# Compiti:
1 – Per ciascuna affermazione indica se concorda con l'articolo sul modellino del tram, rispondendo sì o no e citando le parole decisive del testo: (a) le molle del truck sono state realizzate con filo di stagno; (b) nel sottotetto sono state collocate otto lampadine; (c) la tabella del 4 stampata ha dato un buon risultato.
2 – Prosegui l'articolo sul modellino del tram partendo dopo l'ultima frase riportata.

═════ Articolo ═════

Foto 7 - 8 - Interno del comparto con evidenza del pavimento e dettaglio delle preziose piattaforme.

IL TRUCK

 

I Truck Brill 21E (identico in entrambe le vetture - foto 9) è stato incollato pezzo per pezzo. Grazie alle numerose foto di questo truck che si trovano su internet, ho potuto riprodurlo sin nei minimi particolari. Anch'esso è tutto in plasticard fatta eccezione per le ruote (a raggiera, anche se non si vede) e le molle, da me realizzate con filo di stagno. Per realizzare il truck mi sono occorse numerose forme in legno su cui legare i pezzi da immergere in acqua bollente.

Foto 9 - Quasi un lavoro di filigrana orafa l’intreccio dei sottili fili del truck.

IL TETTO

 

Il tetto (foto 10), in genere una delle cose più difficili, è stato realizzato in settori: i cascanti laterali della cassa, l'imperiale, la copertura delle piattaforme e poi assemblato e verniciato. Mi sono servito anche qui di forme in legno e di acqua bollente. Per il sottotetto (foto 11), non avendo alcun riferimento documentale, mi sono riferito alla Diatto torinese e ad altri tram d'epoca (anche esteri) coevi. Vi ho collocato sei lampadine (che ho ricavato tagliando le punte alle microlampade usate per i presepi e gli alberi di Natale, incollando ciascuna su un listello tondo dal diametro di 1 mm x 1 mm di altezza). Ogni lampadina è stata poi incollata su un cerchietto di plasticard da 3 mm di diametro, ritagliato con l'uso di una foratrice (quelle usate per i buchi alle cinture) per fare i portalampada. Ho anche messo i campanelli con i quali il personale in coda, tramite l'uso di una corda, comunicava col conducente. Ho anche incollato quattro corrimano muniti di tre maniglie ciascuno. Le maniglie le ho ottenute avvolgendo del filo di stagno da 0,25 mm attorno a un listello dalla forma di un quarto di cerchio.

      

Foto 10 - Il tetto della Thomson con evidenza della tabella.

Foto 11 - Non meno pregiato il sottotetto dove non sono stati lesinati preziosismi.

LE TABELLE

 

Uno dei primi pensieri che mi accompagnano quando inizio un modellino, è come tabellarlo. Quando ero alle prime armi davo sfogo alla fantasia e talvolta ho preso grossi granchi. In seguito ho preferito attenermi alle tabelle ritratte nelle foto dei tram che riproduco, così sono certo che quel tram ha fatto quella determinata linea. Non è stato un problema tabellare la Diatto, visto che all'inizio faceva la linea che da piazza Dante porta a San Martino. Ma per le Thomson avevo un desiderio. Sono nato a piazza Carlo III e resto legato a quella piazza per la quale passava una linea sicuramente secondaria ma ancora ricordata dagli anziani che abitano nella zona dell'Arenaccia: la 13. Qualcuno afferma (ma credo erroneamente) che la zona dell'ex Centrale del Latte venisse chiamata 'o tridice non solo in riferimento al colle Trevice o Lotrecco che lì si trova, ma anche perché lì stazionava il tram 13. Scelsi di fare il modellino della 114 proprio perché, a parere del prof. Cozzolino, poteva aver fatto quella linea. Poi, in corso d'opera, decisi di attenermi alla foto dell'originale e come quello tabellarlo 4. Ma quando stampai la tabella del 4 (caratteri bianchi su fondo rosso) il risultato fu estremamente scadente. Potevo rivolgermi a qualche ditta specializzata, ma per contenere i costi ritornai all'intenzione originaria e voilà … ecco il 13!

═════ Elenco ═════

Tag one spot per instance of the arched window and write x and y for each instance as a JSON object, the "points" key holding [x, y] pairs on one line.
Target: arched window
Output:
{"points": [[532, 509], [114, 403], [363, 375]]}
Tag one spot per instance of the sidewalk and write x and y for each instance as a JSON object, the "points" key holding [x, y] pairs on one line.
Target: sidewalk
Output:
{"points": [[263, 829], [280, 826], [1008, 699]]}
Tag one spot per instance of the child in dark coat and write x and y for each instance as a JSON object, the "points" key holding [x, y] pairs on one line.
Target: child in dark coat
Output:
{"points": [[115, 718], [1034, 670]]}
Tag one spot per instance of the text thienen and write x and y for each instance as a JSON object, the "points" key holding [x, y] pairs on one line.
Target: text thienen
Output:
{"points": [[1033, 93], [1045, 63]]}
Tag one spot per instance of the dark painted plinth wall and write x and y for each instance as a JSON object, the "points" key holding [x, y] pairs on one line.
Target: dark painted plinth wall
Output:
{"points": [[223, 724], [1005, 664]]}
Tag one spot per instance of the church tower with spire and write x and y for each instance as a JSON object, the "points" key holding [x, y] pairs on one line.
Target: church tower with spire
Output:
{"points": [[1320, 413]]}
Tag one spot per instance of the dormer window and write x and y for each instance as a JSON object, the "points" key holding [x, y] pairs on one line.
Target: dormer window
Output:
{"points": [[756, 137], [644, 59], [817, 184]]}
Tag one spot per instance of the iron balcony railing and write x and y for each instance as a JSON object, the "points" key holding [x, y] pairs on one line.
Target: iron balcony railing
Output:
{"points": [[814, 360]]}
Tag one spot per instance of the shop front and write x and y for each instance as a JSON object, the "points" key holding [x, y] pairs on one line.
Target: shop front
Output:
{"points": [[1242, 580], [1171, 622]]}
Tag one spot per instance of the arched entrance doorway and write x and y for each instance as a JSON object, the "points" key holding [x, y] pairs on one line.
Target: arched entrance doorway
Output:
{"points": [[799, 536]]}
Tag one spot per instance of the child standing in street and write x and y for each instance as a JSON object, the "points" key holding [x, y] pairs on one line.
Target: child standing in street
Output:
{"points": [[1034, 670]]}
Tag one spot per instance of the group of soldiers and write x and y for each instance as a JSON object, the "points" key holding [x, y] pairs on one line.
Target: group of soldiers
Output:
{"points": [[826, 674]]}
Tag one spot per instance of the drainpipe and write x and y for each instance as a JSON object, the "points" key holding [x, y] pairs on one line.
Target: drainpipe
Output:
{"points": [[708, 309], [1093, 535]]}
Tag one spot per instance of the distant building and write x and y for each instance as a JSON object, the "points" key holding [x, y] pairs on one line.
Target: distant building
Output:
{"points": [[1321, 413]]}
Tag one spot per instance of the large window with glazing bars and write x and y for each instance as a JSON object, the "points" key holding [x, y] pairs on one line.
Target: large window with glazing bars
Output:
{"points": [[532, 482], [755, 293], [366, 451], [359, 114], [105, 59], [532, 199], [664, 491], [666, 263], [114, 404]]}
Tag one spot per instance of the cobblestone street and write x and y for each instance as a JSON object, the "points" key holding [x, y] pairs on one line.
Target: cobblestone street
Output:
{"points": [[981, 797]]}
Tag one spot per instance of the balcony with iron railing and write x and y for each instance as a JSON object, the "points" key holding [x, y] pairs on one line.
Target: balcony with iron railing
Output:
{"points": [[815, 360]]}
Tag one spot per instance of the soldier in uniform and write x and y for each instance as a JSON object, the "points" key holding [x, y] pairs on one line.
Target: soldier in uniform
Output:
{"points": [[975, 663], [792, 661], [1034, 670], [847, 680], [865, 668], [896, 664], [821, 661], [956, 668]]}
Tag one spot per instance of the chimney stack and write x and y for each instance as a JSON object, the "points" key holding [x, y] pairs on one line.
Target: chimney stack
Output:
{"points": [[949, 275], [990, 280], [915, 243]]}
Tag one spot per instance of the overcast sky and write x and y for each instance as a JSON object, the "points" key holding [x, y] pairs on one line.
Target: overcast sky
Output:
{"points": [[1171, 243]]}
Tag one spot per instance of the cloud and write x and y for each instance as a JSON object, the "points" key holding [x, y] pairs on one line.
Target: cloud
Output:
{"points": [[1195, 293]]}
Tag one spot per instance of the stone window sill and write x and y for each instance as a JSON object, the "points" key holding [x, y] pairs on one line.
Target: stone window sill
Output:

═════

# Risposte:
1 –
(a) Sì: «le molle, da me realizzate con filo di stagno».
(b) No: «Vi ho collocato sei lampadine».
(c) No: «il risultato fu estremamente scadente».

2 –
 

CONCLUSIONE

 

I modellini non sono in vendita, né lavoro su commissione: troppo il tempo che occorre, immane il lavoro e per farlo la motivazione non può essere il guadagno ma la passione. Tuttavia, per chi volesse cimentarsi nel realizzarne un altro, metto a disposizione i miei disegni e la mia esperienza.  

 

(1) Bevere E., Chiaro G., Cozzolino A., Storia dei trasporti urbani di Napoli, Cortona, Calosci, 1999 (2 voll.).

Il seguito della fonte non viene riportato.